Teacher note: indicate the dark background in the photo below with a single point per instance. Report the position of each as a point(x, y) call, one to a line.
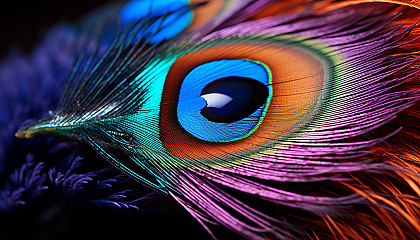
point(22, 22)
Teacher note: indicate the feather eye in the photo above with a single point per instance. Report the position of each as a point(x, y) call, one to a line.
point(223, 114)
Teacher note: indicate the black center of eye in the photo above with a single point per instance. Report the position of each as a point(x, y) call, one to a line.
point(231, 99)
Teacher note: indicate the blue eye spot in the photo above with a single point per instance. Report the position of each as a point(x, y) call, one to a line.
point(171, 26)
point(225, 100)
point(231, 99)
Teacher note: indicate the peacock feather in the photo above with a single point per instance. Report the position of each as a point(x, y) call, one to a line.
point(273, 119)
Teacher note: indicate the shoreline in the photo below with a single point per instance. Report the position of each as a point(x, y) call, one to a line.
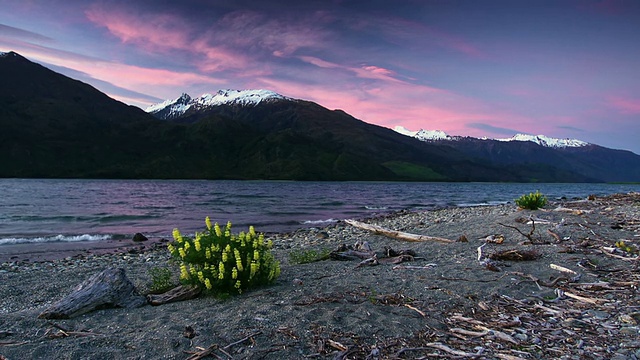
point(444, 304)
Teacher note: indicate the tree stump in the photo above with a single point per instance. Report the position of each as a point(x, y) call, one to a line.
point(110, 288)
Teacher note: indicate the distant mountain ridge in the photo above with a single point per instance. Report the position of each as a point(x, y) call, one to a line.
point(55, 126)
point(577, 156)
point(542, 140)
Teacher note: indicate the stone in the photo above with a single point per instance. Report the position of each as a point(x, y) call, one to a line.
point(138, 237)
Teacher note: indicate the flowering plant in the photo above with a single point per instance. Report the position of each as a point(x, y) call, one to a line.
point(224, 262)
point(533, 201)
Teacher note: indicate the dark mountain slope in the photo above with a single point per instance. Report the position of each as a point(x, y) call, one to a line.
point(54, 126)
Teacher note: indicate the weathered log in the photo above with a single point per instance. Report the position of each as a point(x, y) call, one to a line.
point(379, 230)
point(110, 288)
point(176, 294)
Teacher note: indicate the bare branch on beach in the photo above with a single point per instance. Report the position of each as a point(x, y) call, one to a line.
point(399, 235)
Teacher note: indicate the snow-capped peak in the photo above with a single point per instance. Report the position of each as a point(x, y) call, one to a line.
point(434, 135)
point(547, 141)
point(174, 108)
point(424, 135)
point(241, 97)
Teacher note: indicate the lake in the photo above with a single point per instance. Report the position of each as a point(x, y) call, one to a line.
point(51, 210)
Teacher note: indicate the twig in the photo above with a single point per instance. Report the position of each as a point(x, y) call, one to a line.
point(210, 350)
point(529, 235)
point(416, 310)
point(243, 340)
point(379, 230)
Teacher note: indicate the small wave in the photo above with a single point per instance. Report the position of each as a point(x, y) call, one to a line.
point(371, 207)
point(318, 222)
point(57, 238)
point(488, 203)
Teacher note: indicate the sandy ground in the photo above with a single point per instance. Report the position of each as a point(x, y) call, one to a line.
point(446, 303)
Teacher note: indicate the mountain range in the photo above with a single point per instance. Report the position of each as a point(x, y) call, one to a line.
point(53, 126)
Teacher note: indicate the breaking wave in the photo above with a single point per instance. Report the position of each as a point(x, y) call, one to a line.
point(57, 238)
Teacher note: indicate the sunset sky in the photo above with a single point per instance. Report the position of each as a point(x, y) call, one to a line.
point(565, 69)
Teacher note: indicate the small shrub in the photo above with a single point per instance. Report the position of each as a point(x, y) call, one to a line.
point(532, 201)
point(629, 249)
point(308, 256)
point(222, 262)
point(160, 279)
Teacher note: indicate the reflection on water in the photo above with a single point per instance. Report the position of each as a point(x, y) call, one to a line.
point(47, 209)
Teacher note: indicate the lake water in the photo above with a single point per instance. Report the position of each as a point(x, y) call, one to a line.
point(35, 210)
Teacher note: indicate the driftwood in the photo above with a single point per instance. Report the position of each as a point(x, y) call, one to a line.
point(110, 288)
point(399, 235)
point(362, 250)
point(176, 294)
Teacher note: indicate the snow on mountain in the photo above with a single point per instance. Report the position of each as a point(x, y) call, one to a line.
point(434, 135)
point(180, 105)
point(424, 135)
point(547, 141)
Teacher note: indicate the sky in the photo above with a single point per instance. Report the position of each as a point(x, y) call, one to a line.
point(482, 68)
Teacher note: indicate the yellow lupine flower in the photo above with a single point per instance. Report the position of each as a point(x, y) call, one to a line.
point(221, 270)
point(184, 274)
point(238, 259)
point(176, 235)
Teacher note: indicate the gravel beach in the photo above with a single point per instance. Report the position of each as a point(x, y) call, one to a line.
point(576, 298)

==

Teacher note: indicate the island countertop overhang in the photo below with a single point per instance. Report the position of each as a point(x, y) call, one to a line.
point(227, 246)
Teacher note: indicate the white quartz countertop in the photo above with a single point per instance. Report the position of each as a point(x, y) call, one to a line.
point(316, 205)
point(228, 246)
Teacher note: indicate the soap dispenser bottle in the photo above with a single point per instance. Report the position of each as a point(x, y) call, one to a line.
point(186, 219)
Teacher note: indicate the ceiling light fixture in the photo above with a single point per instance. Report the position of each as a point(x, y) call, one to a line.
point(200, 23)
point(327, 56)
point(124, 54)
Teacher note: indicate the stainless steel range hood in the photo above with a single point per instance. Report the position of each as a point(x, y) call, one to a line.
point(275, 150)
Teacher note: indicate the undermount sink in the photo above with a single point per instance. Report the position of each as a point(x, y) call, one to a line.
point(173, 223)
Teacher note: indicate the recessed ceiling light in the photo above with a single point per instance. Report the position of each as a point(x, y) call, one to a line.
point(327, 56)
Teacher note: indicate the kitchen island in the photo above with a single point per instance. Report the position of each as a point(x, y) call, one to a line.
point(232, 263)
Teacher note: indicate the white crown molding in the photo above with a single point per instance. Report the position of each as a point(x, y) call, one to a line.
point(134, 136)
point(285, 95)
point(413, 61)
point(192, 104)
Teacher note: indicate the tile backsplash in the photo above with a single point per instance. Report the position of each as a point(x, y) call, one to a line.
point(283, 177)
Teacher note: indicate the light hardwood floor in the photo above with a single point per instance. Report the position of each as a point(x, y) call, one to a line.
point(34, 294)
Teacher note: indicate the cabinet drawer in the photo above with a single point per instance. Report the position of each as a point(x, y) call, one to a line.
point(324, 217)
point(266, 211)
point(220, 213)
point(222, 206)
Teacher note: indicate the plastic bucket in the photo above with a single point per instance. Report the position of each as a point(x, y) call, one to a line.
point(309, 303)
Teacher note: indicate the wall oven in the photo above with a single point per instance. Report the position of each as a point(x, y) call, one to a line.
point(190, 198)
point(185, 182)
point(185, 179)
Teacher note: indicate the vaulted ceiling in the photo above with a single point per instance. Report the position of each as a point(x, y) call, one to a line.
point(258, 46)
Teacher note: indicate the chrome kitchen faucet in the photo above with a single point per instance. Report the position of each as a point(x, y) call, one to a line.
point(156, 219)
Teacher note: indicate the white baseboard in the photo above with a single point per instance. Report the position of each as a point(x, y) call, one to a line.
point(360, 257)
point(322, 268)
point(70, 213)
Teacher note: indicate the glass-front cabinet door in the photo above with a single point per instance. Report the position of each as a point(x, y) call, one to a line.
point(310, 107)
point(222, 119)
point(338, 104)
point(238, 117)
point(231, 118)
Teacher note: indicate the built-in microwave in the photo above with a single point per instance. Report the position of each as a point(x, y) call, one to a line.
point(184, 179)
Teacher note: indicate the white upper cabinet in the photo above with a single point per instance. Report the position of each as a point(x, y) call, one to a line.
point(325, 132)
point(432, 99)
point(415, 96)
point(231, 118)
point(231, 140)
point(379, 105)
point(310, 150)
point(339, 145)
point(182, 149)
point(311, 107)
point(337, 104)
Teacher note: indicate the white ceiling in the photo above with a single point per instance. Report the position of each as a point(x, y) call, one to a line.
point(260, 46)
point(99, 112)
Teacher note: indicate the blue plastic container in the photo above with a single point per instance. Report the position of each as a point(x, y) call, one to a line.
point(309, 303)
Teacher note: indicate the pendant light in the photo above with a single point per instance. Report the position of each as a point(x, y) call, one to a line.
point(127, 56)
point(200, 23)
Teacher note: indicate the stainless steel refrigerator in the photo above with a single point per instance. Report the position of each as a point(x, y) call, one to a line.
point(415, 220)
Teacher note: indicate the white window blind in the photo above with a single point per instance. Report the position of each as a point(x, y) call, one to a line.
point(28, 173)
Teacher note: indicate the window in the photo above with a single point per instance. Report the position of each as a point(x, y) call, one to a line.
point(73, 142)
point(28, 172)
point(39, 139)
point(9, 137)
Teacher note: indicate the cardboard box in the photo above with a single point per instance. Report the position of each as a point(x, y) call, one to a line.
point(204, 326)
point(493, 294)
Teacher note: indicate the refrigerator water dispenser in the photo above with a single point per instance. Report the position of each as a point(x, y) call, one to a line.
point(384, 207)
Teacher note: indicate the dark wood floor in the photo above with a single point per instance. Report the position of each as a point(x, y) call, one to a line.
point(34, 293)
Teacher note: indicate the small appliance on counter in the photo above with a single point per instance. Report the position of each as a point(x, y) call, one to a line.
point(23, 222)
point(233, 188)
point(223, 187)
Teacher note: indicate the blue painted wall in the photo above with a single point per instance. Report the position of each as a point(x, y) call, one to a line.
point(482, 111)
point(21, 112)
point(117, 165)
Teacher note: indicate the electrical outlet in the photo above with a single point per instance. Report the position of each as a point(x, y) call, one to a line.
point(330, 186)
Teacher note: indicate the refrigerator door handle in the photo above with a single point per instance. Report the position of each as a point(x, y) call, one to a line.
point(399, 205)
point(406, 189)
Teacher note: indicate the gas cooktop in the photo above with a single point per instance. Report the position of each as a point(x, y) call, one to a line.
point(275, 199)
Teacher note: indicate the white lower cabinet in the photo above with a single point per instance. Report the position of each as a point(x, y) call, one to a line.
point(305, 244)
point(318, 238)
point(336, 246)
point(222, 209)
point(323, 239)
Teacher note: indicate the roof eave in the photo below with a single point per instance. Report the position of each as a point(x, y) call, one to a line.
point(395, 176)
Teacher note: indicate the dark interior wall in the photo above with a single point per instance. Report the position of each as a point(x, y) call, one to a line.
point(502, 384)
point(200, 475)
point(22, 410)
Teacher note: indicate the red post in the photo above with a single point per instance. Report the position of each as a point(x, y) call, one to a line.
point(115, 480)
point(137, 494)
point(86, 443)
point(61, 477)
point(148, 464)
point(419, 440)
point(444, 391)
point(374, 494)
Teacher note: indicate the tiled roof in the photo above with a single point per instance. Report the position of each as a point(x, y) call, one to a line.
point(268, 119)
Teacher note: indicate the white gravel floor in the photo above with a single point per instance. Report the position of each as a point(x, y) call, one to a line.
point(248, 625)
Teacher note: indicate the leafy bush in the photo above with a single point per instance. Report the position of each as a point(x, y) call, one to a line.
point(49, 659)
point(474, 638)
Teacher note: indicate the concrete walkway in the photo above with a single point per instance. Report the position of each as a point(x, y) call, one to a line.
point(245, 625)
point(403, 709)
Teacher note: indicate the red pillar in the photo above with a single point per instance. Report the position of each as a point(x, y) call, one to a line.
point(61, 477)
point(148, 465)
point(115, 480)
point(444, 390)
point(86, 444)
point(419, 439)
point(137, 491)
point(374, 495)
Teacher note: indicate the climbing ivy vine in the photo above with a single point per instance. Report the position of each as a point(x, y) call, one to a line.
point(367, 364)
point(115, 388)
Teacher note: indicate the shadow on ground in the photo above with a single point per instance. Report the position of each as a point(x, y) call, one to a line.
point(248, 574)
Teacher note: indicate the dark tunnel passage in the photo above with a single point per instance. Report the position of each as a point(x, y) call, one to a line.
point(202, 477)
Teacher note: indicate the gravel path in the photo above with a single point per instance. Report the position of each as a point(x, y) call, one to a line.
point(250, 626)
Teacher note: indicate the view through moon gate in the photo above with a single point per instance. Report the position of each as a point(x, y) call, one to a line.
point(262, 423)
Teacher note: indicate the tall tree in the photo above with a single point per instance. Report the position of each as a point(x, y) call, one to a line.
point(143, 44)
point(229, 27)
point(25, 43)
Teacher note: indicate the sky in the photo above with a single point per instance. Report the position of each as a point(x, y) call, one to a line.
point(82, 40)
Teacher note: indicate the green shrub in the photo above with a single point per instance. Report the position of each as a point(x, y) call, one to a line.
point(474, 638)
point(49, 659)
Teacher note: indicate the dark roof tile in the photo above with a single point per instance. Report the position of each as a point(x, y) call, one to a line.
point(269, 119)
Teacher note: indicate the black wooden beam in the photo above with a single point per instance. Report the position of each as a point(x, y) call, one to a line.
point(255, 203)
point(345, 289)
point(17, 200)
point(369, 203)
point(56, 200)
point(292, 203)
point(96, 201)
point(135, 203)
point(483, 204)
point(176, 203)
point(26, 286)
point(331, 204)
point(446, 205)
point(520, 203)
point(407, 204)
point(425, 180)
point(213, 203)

--

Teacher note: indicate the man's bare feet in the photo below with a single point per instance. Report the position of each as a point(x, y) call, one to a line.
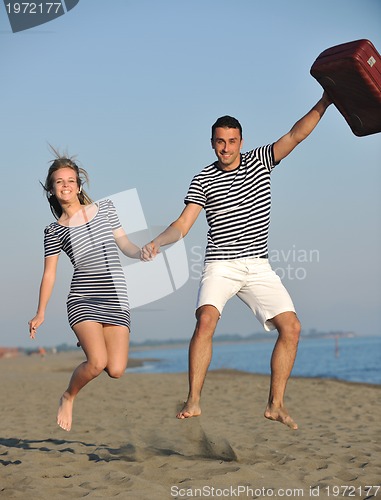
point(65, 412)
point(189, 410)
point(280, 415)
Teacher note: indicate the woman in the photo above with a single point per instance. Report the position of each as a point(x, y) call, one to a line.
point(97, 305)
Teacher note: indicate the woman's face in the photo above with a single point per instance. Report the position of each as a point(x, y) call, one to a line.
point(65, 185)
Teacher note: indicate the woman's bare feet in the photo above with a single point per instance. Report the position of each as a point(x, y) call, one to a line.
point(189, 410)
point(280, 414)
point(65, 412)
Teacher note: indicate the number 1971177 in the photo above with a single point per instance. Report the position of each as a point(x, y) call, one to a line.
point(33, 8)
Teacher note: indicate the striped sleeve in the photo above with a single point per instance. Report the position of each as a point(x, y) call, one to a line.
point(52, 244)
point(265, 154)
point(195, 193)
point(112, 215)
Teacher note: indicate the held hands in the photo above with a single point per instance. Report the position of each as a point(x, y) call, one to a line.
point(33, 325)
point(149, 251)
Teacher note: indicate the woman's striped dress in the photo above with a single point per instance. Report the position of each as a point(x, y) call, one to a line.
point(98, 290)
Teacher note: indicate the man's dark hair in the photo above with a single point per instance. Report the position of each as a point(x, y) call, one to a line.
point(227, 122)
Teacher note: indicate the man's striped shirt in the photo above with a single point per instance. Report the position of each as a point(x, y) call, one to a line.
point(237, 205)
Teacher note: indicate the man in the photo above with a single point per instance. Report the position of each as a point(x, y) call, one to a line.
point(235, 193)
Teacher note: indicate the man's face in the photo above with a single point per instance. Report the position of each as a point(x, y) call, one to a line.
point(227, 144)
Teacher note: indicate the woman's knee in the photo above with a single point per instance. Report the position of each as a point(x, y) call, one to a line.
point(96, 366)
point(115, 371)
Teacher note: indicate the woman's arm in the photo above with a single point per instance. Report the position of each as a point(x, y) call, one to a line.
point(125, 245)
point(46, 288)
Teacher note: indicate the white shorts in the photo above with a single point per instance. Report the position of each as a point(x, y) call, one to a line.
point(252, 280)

YOUR INSTRUCTIONS:
Convert the lines starting with the line with "Teacher note: indicate the number" and going on through the line with "point(33, 8)" into a two-column CSV headed input and output, with one row that holds the text in input and its answer in output. Put each value in one quoted field and turn any line breaks into spaces.

CORRECT OUTPUT:
input,output
"Teacher note: indicate the number 1971177 in the photo above with a single point per instance. Report the position of each as a point(x, y) call, one to a line.","point(33, 8)"